━━━━━ Extracted text ━━━━━
Regrettably, I took sort of a parochial approach to trying to solve for the real probabilities. Based on how I was going about the simulation, I tried to calculate the explicit probabilities using the same model. It did not really occur to me that if I did succeed, the numbers would come out exactly the same. -_-

Nonetheless, it was good practice.

I started by asking what kind of distribution
$\frac{X}{X+Y+Z}$
should have where $X,Y,Z$ are independent Gaussians. Well, unfortunately this whole distribution sort of fails on account of the denominator being potentially equal to 0. One could try to limit X,Y, and Z to the domain (0,1] and divide each pdf by
$\Phi(\frac{1-\mu}{\sigma })-\Phi(-\frac\mu\sigma)$ and then perform the triple integral to get the mean and variance of this cockamamy distribution. Instead of doing that, I just simulated these quantities. The great thing about random number generation is that the chances of the sum of these three random variables being exactly 0 is basically 0. Especially considering the the sum of the expectations of the random variables in the denominator for this problem will always be 1.

I set up the problem like this:
$\pi =\bigl(\begin{smallmatrix} \hat{p}_{1} & \hat{p}_{2} & \hat{p}_{3} & ... & \hat{p}_{k} \end{smallmatrix}\bigr)$
$\mathbb E[\pi] =\bigl(\begin{smallmatrix} \frac{n_{1}}{N} & \frac{n_{2}}{N} & \frac{n_{3}}{N} & ... & \frac{n_{k}}{N} \end{smallmatrix}\bigr)$
$Var(\pi) =\bigl(\begin{smallmatrix} v_{1} & v_{2} & v_{3} & ... & v_{k} \end{smallmatrix}\bigr)$
$Cov(\pi )=\begin{pmatrix} c_{11} & c_{12} & \cdots & c_{1k}\\ c_{21} & c_{21} & & \\ \vdots & & \ddots & \\ c_{k1}& & &c_{kk} \end{pmatrix}$
I calculated all the v's and c's from simulation. In general all the v's were fairly similar to the variances of the normal distributions sampled from. All the c's were negative - except those on the diagonal of course - which makes intuitive sense since the higher one population proportion is, the lower any other is.

Then, from these formulas I calculated the first two moments of the X's and the covariance between them:

$Var(X_{i}) =\mathbb E_{\hat{p_{i}}}\left[Var(X_{i}\mid \hat{p_{i}}) \right ]+Var_{\hat{p_{i}}}(\mathbb E\left[X_{i}\mid \hat{p_{i}}] \right)=\mathbb E\left[V \hat{p_{i}}(1-\hat{p_{i}}) \right]+Var(V\hat{p}_{i})$
$=V\left ( \frac {n_{i}}{N}-\left ( \frac{n_{i}}{N} \right )^{2}-v_{i} \right ) +V^{2}v_{i}$
$Cov(X_{i},X_{j})=\mathbb E_{\hat{p_{i}},\hat{p_{j}}}\left [ cov(X_{i},X_{j} \mid\hat{p_{i}},\hat{p_{j}} ) \right ]+Cov(\mathbb E\left [ X_{i} \mid \hat{p_{i}} \right ], \mathbb E\left [ X_{j}\mid\hat{p_{j}} \right ])$
$=\mathbb E \left[ -V\hat{p_{i}}\hat{p_{j}} \right ]+Cov(V\hat{p_{i}}, V\hat{p_{j}})=-V(c_{ij}+\frac{n_{i}}{N}\frac{n_{j}}{N})+V^{2}c_{ij}$
Each component of the covariance is negative since each c is always dominated by the (n/N)*(n/N) term. I am not quite sure why Cov(Xi,Xi) ≠ Var(Xi). There is an additional V*(ni/N) positive term in the variance formula that makes both components of it positive. I confirmed these formulas with simulations.
━━━━━
### Instructions for the task
Answer these questions using the post above on simulating proportions.
(a) According to the post, why does the distribution of X/(X+Y+Z) fail?
(b) What sign did all the c's have, apart from those on the diagonal?
(c) How did the writer confirm the variance and covariance formulas?
━━━━━ Rows ━━━━━
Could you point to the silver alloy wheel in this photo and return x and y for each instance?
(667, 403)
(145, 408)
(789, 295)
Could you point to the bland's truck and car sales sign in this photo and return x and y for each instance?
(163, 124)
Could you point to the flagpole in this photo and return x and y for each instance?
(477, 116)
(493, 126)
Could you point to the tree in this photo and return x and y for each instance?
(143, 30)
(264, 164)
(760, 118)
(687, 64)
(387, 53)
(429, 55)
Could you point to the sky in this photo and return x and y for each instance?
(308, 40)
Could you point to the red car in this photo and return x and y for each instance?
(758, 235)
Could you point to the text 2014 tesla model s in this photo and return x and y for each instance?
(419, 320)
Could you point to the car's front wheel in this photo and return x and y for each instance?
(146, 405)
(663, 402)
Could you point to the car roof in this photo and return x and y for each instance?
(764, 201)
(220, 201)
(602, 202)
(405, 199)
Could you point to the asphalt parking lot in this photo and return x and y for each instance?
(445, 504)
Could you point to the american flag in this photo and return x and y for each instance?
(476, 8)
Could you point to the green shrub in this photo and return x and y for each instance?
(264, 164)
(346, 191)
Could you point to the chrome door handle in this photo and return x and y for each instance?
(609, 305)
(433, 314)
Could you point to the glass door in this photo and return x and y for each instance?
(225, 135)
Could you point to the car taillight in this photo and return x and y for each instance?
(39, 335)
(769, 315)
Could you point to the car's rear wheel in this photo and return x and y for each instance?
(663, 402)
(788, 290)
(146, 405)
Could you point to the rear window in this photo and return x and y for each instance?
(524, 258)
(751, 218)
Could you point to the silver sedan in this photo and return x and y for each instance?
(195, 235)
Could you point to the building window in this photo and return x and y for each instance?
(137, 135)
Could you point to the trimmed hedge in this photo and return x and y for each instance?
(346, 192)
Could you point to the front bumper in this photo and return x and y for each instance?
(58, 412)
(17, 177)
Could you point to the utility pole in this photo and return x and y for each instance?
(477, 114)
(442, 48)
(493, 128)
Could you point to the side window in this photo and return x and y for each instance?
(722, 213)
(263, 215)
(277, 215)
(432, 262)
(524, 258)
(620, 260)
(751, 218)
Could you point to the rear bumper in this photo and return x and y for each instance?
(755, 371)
━━━━━
### Expected answer
(a) Its denominator could potentially equal 0.
(b) They were all negative.
(c) With simulations.